THE TASK:
Your task is to reproduce exactly the lines from the line with "Identify a point for each instance of the finger" through the end of the records below.

DATA:
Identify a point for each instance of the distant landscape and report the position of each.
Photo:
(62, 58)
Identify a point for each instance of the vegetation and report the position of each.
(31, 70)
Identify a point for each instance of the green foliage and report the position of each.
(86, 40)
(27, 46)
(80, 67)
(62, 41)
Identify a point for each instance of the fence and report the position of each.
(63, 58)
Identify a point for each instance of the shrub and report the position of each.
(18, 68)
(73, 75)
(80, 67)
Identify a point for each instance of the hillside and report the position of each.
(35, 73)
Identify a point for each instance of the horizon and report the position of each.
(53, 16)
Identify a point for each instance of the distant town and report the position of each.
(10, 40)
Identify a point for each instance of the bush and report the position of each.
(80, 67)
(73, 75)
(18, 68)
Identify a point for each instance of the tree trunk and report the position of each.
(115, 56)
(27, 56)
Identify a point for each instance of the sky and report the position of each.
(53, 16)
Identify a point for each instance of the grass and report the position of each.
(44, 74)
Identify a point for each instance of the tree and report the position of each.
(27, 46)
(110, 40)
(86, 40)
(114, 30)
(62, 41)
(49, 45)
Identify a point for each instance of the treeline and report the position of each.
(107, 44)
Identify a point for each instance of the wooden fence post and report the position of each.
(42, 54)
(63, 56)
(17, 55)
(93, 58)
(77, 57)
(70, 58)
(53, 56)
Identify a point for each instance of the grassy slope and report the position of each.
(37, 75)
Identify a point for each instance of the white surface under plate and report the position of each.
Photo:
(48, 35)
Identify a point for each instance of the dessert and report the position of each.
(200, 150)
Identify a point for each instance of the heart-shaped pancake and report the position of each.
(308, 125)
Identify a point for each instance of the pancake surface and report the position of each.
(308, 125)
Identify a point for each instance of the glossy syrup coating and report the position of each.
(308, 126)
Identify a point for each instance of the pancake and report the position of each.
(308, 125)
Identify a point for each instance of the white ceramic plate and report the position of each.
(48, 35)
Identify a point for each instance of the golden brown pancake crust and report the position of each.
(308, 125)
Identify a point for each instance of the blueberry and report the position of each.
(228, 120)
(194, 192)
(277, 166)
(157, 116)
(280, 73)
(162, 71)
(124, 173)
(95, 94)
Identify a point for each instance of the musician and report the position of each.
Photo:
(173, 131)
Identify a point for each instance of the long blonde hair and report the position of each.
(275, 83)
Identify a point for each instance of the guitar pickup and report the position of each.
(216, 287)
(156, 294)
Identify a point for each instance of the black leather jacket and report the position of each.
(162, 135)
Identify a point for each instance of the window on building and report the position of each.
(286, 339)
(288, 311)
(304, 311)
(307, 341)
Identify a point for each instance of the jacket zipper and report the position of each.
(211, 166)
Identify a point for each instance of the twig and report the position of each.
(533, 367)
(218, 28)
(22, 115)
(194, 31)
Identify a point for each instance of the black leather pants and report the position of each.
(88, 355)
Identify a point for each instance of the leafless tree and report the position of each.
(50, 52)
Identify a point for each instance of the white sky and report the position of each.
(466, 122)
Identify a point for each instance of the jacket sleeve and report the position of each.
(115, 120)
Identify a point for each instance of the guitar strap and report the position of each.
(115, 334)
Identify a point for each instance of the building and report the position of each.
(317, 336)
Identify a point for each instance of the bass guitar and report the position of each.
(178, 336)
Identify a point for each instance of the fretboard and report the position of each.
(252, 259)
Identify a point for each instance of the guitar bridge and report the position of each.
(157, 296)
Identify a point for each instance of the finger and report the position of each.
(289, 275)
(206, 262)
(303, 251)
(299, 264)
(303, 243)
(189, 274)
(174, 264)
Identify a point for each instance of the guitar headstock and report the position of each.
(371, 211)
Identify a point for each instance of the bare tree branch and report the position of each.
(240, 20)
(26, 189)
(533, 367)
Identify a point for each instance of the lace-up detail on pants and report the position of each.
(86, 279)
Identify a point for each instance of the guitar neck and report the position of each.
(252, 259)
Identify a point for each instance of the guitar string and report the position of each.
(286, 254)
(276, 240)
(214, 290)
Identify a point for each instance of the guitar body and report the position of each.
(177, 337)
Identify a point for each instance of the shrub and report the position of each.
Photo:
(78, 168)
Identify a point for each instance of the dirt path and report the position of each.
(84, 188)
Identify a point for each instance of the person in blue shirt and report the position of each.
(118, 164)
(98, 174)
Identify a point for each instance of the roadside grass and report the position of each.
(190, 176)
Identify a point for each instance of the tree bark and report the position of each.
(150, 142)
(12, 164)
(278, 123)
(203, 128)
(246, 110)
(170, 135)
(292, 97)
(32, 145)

WRITTEN SOLUTION:
Identify a point for each instance of the finger and report the position of each.
(289, 275)
(206, 262)
(303, 251)
(299, 264)
(303, 243)
(189, 274)
(174, 264)
Identify a point for each instance of the guitar headstock and report the position of each.
(371, 211)
Identify a point for each instance of the bare tree branch and report the position of each.
(240, 20)
(26, 189)
(533, 367)
Identify a point for each instance of the lace-up detail on pants and report the position of each.
(86, 279)
Identify a point for each instance of the guitar neck and report the position of each.
(252, 259)
Identify a point for each instance of the guitar string and report the position of each.
(286, 254)
(276, 240)
(214, 290)
Identify a point for each instance of the guitar body and report the position of each.
(177, 337)
Identify a point for each instance of the shrub and report the position of each.
Photo:
(78, 168)
Identify a point for each instance of the dirt path and report the position of each.
(84, 188)
Identify a point for each instance of the person in blue shirt and report the position of each.
(118, 164)
(98, 174)
Identify a point for each instance of the roadside grass and report the position of each.
(190, 176)
Identify a point for each instance of the tree bark and report the position of each.
(150, 142)
(12, 164)
(278, 123)
(203, 128)
(246, 110)
(170, 135)
(292, 97)
(32, 145)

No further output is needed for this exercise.